What you have to do: Rewrite everything from the line containing "Where can the priest" down to the end of the lines, replacing "white vestment" with "white robe" and leaving all else unchanged.

Provided records:
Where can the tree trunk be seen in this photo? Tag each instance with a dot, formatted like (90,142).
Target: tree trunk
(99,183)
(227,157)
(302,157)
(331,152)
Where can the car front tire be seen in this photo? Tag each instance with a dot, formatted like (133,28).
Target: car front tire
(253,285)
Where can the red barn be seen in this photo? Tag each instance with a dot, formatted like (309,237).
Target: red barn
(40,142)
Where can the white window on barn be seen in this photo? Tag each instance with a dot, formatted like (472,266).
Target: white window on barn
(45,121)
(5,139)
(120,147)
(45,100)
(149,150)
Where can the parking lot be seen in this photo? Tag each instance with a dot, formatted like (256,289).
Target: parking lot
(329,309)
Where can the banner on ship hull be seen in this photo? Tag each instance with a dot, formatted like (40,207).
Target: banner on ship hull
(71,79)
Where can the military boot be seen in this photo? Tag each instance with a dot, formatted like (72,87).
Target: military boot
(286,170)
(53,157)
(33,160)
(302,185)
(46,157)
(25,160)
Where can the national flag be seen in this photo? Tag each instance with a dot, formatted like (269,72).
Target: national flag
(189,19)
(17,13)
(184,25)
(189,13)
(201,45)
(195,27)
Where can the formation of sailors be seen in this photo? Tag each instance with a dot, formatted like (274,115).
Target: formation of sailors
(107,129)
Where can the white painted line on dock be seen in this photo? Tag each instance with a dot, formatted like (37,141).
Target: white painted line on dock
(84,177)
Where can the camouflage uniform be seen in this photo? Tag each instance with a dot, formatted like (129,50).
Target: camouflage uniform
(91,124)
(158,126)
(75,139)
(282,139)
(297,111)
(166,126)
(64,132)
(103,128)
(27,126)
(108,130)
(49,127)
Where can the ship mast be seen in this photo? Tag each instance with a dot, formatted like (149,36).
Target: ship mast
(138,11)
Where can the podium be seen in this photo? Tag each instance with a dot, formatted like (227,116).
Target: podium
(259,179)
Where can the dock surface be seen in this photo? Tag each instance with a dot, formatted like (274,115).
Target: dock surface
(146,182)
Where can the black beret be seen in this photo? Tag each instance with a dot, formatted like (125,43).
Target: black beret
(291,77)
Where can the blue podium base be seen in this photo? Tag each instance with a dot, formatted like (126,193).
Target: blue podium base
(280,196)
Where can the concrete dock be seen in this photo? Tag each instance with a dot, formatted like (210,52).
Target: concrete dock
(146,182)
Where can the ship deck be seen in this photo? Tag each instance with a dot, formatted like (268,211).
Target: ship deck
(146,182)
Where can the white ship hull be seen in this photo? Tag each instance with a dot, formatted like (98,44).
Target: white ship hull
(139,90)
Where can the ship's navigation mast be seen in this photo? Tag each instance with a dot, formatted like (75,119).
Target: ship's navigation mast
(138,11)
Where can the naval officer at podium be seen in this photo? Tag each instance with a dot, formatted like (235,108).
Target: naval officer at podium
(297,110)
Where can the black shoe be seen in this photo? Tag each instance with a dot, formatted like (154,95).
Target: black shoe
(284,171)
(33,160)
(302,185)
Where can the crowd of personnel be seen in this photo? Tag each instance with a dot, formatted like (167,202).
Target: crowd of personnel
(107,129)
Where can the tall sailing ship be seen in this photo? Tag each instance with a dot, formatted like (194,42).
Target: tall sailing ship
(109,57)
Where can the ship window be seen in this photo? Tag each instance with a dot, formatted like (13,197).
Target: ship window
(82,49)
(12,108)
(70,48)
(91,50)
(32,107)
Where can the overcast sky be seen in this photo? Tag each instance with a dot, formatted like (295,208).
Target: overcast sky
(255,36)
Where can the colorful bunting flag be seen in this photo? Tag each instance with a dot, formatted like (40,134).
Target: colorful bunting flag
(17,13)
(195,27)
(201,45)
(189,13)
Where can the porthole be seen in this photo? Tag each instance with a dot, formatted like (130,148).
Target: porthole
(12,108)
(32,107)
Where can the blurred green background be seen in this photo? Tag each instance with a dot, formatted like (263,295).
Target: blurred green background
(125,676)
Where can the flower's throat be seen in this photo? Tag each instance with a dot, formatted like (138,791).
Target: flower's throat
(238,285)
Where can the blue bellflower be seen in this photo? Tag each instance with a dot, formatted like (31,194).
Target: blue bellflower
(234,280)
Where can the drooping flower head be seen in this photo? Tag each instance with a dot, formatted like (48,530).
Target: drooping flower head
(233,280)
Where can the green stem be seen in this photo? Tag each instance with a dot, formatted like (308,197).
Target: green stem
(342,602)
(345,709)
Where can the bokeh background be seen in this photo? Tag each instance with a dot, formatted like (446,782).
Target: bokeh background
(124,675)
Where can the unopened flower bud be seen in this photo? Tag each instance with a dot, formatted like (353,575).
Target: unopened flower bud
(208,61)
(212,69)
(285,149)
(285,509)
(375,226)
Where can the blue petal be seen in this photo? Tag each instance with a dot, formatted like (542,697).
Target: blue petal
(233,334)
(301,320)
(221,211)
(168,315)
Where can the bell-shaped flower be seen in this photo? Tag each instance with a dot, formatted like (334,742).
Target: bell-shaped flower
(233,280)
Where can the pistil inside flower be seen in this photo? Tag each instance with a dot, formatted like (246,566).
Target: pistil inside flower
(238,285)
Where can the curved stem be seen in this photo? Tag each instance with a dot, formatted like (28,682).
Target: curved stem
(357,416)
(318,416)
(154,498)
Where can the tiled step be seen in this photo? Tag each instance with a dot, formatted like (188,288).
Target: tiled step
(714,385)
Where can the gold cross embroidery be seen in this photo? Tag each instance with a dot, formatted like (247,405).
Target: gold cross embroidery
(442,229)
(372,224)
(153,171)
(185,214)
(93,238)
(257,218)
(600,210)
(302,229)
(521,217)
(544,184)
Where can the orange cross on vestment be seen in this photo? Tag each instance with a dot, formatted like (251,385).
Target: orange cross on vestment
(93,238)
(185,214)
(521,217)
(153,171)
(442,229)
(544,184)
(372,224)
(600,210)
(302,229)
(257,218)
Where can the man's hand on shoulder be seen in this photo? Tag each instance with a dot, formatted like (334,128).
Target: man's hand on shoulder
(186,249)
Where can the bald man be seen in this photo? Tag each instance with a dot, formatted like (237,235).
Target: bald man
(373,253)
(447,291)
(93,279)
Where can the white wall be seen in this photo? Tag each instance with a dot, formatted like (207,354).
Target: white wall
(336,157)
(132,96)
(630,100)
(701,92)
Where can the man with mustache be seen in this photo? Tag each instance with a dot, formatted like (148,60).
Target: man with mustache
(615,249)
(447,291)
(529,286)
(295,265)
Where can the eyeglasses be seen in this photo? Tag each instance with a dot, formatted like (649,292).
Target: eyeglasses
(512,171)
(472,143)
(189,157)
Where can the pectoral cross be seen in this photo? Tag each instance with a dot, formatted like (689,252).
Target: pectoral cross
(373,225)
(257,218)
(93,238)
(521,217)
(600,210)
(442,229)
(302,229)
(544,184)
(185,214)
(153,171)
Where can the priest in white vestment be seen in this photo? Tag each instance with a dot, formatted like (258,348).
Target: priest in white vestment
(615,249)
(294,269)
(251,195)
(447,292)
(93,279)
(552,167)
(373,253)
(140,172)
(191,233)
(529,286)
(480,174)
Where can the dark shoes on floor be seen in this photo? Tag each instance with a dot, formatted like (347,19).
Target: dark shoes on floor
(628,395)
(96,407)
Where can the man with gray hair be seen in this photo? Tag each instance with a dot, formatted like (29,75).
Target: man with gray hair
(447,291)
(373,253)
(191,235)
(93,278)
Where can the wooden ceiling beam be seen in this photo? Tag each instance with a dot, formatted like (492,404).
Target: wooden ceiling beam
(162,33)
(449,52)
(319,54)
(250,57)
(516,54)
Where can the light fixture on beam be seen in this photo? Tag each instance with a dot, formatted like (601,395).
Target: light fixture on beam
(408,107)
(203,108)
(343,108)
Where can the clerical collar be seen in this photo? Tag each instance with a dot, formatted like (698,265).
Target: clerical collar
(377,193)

Reply:
Where can the priest in white robe be seen in this photo? Tag each instance with a dot, formatted like (258,348).
Target: priest in white robe
(615,249)
(294,269)
(251,195)
(447,292)
(93,279)
(552,167)
(373,253)
(140,172)
(191,233)
(529,286)
(480,174)
Where can the dark shoes on floor be seen in this photo? Tag each instance with a dot, formatted like (347,19).
Target: dark shoes on floor
(628,395)
(96,407)
Where can the man with gray hair be seen in this photo? Tag each instance with a dot, formatted like (29,75).
Target: man with gray hair
(447,291)
(373,253)
(191,235)
(93,278)
Where can the wooden ceiling beam be seen in this photo? Tag each instance with a dot, formatted like (492,404).
Target: wooden ceiling beam
(162,33)
(449,52)
(319,54)
(250,57)
(516,54)
Where can the light fixture on beam be seen in this photo? Tag each instance with a dot, formatted like (601,395).
Target: light fixture on beam
(408,107)
(203,108)
(343,108)
Where can the clerical collar be seen in this photo? Tag each instance with a dot, formatted like (698,265).
Target: clerical collar
(377,193)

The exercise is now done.